Portion of a data file
-- BEGIN --
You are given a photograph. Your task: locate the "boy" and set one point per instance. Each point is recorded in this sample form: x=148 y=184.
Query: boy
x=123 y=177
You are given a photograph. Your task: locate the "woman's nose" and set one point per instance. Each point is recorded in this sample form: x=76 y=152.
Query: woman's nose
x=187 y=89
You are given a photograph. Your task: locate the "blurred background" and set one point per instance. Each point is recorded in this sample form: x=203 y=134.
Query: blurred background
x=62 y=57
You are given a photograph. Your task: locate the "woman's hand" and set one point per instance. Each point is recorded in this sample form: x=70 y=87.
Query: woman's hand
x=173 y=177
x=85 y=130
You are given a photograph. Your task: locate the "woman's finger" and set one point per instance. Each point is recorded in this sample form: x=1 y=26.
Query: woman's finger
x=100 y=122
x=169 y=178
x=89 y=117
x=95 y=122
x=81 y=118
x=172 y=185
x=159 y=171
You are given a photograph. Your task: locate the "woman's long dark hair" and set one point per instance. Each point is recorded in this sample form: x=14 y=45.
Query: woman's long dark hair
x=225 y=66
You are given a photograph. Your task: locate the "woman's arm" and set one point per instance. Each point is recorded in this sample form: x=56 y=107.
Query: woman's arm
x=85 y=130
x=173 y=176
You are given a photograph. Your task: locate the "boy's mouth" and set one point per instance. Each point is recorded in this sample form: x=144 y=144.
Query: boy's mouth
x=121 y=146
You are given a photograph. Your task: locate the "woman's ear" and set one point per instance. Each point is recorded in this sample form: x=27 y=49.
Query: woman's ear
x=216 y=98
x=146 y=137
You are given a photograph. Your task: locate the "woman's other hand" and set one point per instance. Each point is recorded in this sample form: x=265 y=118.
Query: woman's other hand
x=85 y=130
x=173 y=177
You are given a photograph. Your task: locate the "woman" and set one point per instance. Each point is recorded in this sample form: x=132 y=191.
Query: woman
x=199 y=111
-- END --
Exercise task
Reproduce the listing above, substituting "place a single point on each instance" for "set one point per instance" wherever it appears and keeping every other line the same.

Result
You are given a photograph. Your task: locate the "boy" and place a single point on each instance. Each point is recorded in this sample form: x=148 y=184.
Query: boy
x=123 y=177
You are given a photograph. Your task: locate the "woman's nose" and place a single point on each instance. Each point is recorded in this sample form: x=76 y=152.
Query: woman's nose
x=187 y=89
You are given a photograph. Your task: locate the "blurred background" and place a single point on each instance. Each point is recorded in this sample form: x=203 y=134.
Query: blurred background
x=62 y=57
You are given a photograph. Your task: locate the "woman's hand" and place a single point on each instance. Each point is recorded in this sample form: x=70 y=87.
Query: woman's hand
x=173 y=177
x=85 y=130
You are given a photograph. Your task: locate the "woman's finger" and place a single point on each instance. Each point is recorded in this sample form: x=1 y=26.
Query: woman's finger
x=100 y=122
x=169 y=178
x=89 y=117
x=95 y=122
x=81 y=118
x=172 y=185
x=159 y=171
You are given a photograph. Your task: locate the "woman's long dark hair" and place a single point on each instance. Each point is recorded in this sample form: x=14 y=45.
Query: woman's long dark hair
x=225 y=66
You are given a photograph. Your task: locate the "woman's arm" and place a single point on each instance. Each point is recorded in this sample form: x=56 y=107.
Query: woman's arm
x=85 y=130
x=173 y=176
You are given a photograph. Your task: locate the "boy's mouth" and place a single point on each instance. Each point is recorded in this sample form: x=144 y=144.
Query: boy's mouth
x=121 y=146
You are given a photograph. Your task: locate the "woman's ear" and place a single point on each instance. Each point is recorded in this sample form: x=27 y=49.
Query: woman's ear
x=216 y=98
x=146 y=137
You are given a photograph. Your task: locate the "woman's other hand" and place a single point on each instance. Each point is recorded in this sample form: x=265 y=118.
Query: woman's other hand
x=85 y=130
x=173 y=177
You are given a photograph. Your task: locate the "woman" and place a single point on each instance. Each point is recorded in this sample form: x=132 y=191.
Query: woman
x=199 y=111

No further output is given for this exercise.